(Passage shown)

Pedro struggled with his speech on his own, and after about three months there were signs it too was coming back. After a number of months he wanted to resume his writing. He would sit in front of the typewriter, his middle finger over the desired key, then drop his whole arm to strike it. When he had mastered that, he would drop just the wrist, and finally the fingers, one at a time. Eventually he learned to type normally again.

At the end of a year his recovery was complete enough for Pedro, now sixty-eight, to start full-time teaching again at City College in New York. He loved it and worked until he retired at seventy. Then he got another teaching job at San Francisco State, remarried, and kept working, hiking, and traveling. He was active for seven more years after his stroke. On a visit to friends in Bogota, Columbia, he went climbing high in the mountains. At nine thousand feet he had a heart attack and died shortly thereafter. He was seventy-two.

I asked George if he understood how unusual this recovery was so long after his father's stroke and whether he thought at the time that the recovery might have been the result of brain plasticity.

"I just saw it in terms of taking care of Papa. But Paul, in subsequent years, talked about it in terms of neuroplasticity. Not right away, though. it wasn't until after our father died."

Pedro's body was brought to san Francisco, where Paul was working. It was 1965, and in those days, before brain scans, autopsies were routine because they were one way doctors could learn about brain diseases, and about why a patient died. Paul asked Dr. Mary Jane Aguilar to perform the autopsy.

"A few days later Mary Jane called me and said, 'Paul, come down. I've got something to show you.' When I got to the old Stanford Hospital, there, spread out on the table, were slices of my father's brain on slides."

He was speechless.

(The problem) In the passage about Pedro's recovery, begin at the words "Pedro struggled with" and stop after "type normally again.", rewriting that span with "typewriter" swapped for "keyboard".

(Data excerpts)
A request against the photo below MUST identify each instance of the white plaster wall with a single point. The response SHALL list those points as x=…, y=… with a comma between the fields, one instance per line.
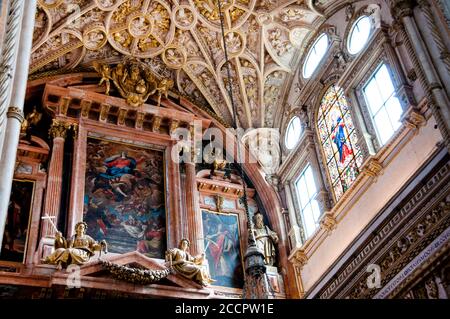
x=395, y=175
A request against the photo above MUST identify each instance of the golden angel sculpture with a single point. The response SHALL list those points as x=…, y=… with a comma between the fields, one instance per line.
x=31, y=120
x=77, y=250
x=188, y=266
x=134, y=81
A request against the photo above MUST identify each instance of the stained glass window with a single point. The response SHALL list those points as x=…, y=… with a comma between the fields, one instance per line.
x=339, y=140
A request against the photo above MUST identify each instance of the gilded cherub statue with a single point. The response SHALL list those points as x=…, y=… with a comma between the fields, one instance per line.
x=77, y=250
x=32, y=119
x=221, y=165
x=188, y=266
x=133, y=80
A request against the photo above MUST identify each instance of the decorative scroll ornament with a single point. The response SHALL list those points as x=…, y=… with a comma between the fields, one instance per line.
x=134, y=81
x=135, y=275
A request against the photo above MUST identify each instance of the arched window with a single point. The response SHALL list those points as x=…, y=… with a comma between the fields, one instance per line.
x=359, y=34
x=339, y=140
x=315, y=55
x=293, y=131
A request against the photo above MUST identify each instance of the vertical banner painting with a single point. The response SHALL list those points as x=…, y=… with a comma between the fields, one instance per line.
x=17, y=220
x=124, y=197
x=223, y=249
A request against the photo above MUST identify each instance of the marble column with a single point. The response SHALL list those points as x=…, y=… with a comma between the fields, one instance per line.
x=52, y=203
x=402, y=11
x=194, y=216
x=15, y=111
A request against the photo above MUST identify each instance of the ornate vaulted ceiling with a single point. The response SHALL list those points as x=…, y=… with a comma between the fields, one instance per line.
x=182, y=40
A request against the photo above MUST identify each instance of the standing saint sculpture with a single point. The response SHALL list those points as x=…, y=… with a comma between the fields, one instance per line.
x=77, y=250
x=188, y=266
x=266, y=239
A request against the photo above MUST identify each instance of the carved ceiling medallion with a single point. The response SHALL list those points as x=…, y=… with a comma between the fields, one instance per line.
x=181, y=40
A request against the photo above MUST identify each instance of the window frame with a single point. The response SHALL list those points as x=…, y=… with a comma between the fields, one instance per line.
x=320, y=147
x=322, y=59
x=297, y=202
x=352, y=28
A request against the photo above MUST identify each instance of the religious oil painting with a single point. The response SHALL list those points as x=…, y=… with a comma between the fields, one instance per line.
x=124, y=197
x=223, y=249
x=17, y=221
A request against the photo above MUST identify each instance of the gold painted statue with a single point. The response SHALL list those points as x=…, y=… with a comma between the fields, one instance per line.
x=32, y=119
x=188, y=266
x=77, y=250
x=134, y=81
x=266, y=239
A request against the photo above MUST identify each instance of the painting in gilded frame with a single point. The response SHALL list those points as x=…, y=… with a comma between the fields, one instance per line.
x=17, y=221
x=124, y=200
x=223, y=249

(Result for this task)
Pedro struggled with his speech on his own, and after about three months there were signs it too was coming back. After a number of months he wanted to resume his writing. He would sit in front of the keyboard, his middle finger over the desired key, then drop his whole arm to strike it. When he had mastered that, he would drop just the wrist, and finally the fingers, one at a time. Eventually he learned to type normally again.